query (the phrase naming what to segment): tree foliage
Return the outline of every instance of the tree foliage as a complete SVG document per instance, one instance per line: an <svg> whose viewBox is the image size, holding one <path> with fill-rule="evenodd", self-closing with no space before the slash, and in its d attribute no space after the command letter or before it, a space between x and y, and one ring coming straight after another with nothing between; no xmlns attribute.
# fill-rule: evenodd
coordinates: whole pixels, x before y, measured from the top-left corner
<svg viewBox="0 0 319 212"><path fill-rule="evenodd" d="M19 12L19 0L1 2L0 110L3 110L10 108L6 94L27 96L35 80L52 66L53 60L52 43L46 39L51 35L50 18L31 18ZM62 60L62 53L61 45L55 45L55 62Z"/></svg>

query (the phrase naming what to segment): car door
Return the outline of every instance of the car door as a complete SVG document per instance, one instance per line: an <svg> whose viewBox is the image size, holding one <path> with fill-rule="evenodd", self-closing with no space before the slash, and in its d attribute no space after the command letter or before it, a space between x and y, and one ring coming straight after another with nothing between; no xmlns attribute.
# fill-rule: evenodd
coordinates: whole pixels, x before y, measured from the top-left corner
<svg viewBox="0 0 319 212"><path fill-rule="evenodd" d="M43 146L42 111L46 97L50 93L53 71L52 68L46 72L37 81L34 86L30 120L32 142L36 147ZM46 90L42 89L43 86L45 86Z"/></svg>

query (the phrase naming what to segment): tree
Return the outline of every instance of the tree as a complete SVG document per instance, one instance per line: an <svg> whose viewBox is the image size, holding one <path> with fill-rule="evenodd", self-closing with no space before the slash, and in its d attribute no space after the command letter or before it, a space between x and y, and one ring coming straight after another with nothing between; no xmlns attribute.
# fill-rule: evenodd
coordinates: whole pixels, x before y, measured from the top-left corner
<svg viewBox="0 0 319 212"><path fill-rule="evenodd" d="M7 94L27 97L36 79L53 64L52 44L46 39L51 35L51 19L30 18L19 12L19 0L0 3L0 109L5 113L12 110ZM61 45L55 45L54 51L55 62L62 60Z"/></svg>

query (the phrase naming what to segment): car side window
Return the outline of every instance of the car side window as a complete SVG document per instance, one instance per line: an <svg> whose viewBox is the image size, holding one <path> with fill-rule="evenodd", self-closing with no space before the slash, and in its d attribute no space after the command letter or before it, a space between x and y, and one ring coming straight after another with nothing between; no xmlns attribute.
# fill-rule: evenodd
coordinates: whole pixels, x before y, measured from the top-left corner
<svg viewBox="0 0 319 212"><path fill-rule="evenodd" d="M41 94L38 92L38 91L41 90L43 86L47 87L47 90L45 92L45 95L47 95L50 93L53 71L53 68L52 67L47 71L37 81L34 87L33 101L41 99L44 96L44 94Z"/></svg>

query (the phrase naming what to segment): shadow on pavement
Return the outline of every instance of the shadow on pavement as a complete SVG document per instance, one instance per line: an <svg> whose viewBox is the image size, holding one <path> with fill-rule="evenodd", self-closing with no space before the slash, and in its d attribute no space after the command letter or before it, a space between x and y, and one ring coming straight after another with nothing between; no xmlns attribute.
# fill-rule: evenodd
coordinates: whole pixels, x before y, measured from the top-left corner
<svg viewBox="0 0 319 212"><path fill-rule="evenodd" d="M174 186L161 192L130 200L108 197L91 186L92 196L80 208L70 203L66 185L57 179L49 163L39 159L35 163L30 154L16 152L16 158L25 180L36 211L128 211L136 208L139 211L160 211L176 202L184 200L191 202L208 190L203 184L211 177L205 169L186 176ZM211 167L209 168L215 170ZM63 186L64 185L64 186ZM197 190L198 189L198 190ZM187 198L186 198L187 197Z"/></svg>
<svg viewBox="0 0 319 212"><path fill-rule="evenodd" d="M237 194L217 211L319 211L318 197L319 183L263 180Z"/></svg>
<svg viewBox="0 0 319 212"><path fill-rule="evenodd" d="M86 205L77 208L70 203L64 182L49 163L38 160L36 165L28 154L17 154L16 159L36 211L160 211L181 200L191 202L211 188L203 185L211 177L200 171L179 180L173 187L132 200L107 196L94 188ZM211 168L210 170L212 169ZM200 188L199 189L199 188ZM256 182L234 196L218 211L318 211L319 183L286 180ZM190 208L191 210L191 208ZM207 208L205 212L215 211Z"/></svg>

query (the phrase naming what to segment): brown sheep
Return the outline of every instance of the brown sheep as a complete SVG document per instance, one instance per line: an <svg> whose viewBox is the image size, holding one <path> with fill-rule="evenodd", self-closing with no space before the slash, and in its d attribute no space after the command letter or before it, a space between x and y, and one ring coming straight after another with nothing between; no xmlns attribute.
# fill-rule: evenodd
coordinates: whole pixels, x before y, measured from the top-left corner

===============

◆ Stated exercise: Please copy out the listing above again, word for word, from its first line to its last.

◆ Exercise output:
query (the phrase naming what to segment): tree foliage
Return the outline of every instance of the tree foliage as a complete SVG document per instance, one instance per line: an <svg> whose viewBox is the image size, holding one <path> with fill-rule="evenodd", self-closing with no space before the slash, and in its d attribute no space after the command letter or before it, a space between x and y, and one ring coming straight after another with nothing between; no xmlns attribute.
# fill-rule: evenodd
coordinates: whole pixels, x before y, measured from the top-left corner
<svg viewBox="0 0 319 212"><path fill-rule="evenodd" d="M19 12L19 0L1 2L0 110L3 110L10 108L6 94L27 96L35 80L52 66L53 60L52 43L46 39L51 35L50 18L31 18ZM62 60L62 53L61 45L55 45L55 62Z"/></svg>

query (the phrase naming what to segment): car door
Return the outline of every instance of the car door as a complete SVG document per instance, one instance per line: an <svg> whose viewBox is the image size, holding one <path> with fill-rule="evenodd", self-closing with no space before the slash, and in its d attribute no space after the command letter or before it, a space between x and y, and one ring coming straight after another with nothing between; no xmlns attribute.
# fill-rule: evenodd
coordinates: whole pixels, x before y, measured from the top-left corner
<svg viewBox="0 0 319 212"><path fill-rule="evenodd" d="M43 146L42 111L46 97L50 93L53 71L52 68L46 72L37 81L34 86L30 120L32 142L36 147ZM46 90L42 89L43 86L45 86Z"/></svg>

query (the phrase naming what to segment): tree
Return the outline of every instance of the tree as a complete SVG document per instance, one instance per line: an <svg> whose viewBox is the image size, holding one <path> with fill-rule="evenodd", self-closing with no space before the slash, and in its d attribute no space after the command letter or before it, a space between x and y, and one ring coming straight after another with nothing between; no xmlns attribute.
# fill-rule: evenodd
coordinates: whole pixels, x before y, measured from the top-left corner
<svg viewBox="0 0 319 212"><path fill-rule="evenodd" d="M7 94L27 97L36 79L53 64L52 44L46 39L51 35L51 19L30 18L19 12L19 0L0 3L0 109L5 113L12 110ZM61 45L55 45L54 51L55 62L62 60Z"/></svg>

query (the phrase naming what to segment): car side window
Return the outline of every instance of the car side window as a complete SVG document per instance, one instance per line: an <svg> whose viewBox is the image size, holding one <path> with fill-rule="evenodd", self-closing with no space before the slash, and in its d attribute no space after the command letter or before it, a space between x and y, and one ring coming straight after another with nothing between; no xmlns attribute.
# fill-rule: evenodd
coordinates: whole pixels, x before y, measured from the top-left corner
<svg viewBox="0 0 319 212"><path fill-rule="evenodd" d="M41 94L38 92L38 91L41 90L43 86L47 87L47 90L45 92L45 95L47 95L50 93L53 71L53 68L52 67L47 71L37 81L34 87L33 101L41 99L44 96L44 94Z"/></svg>

query (the phrase naming what to segment): shadow on pavement
Return the outline of every instance of the shadow on pavement as a complete SVG document per instance, one instance per line: an <svg> whose viewBox is the image size, holding one <path> with fill-rule="evenodd", self-closing with no space before the slash, and in its d attribute no space after the command letter or before it, a space between x and y, and one ring coming straight after another with nothing between; no xmlns attribute.
# fill-rule: evenodd
coordinates: whole pixels, x before y, measured from the top-left corner
<svg viewBox="0 0 319 212"><path fill-rule="evenodd" d="M174 186L161 192L130 200L108 197L91 186L92 196L80 208L70 203L66 185L57 179L49 163L39 159L35 163L30 154L16 152L16 158L25 180L36 211L128 211L136 208L139 211L160 211L176 202L184 200L191 202L208 190L203 184L211 177L205 169L186 176ZM211 167L209 168L215 170ZM63 186L64 185L64 186ZM197 190L198 189L198 190ZM187 198L186 198L187 197Z"/></svg>
<svg viewBox="0 0 319 212"><path fill-rule="evenodd" d="M237 194L217 211L319 211L318 197L319 183L263 180Z"/></svg>
<svg viewBox="0 0 319 212"><path fill-rule="evenodd" d="M86 205L77 208L70 203L64 182L49 163L38 160L36 165L28 154L17 154L16 159L36 211L160 211L181 200L191 202L211 188L203 185L211 177L200 171L179 180L173 187L132 200L107 196L94 188ZM211 168L210 170L212 169ZM200 188L199 189L199 188ZM256 182L234 196L218 211L318 211L319 183L286 180ZM190 208L191 210L191 208ZM207 208L205 212L215 211Z"/></svg>

query (the phrase naming what to segment): brown sheep
Return the outline of every instance of the brown sheep as a complete SVG document per instance, one instance per line: an <svg> whose viewBox is the image size, holding one <path> with fill-rule="evenodd", self-closing with no space before the slash, and in its d attribute no space after the command letter or before it, a space between x and y, and one ring coming straight after another with nothing between; no xmlns attribute.
# fill-rule: evenodd
coordinates: whole pixels, x before y, measured from the top-left corner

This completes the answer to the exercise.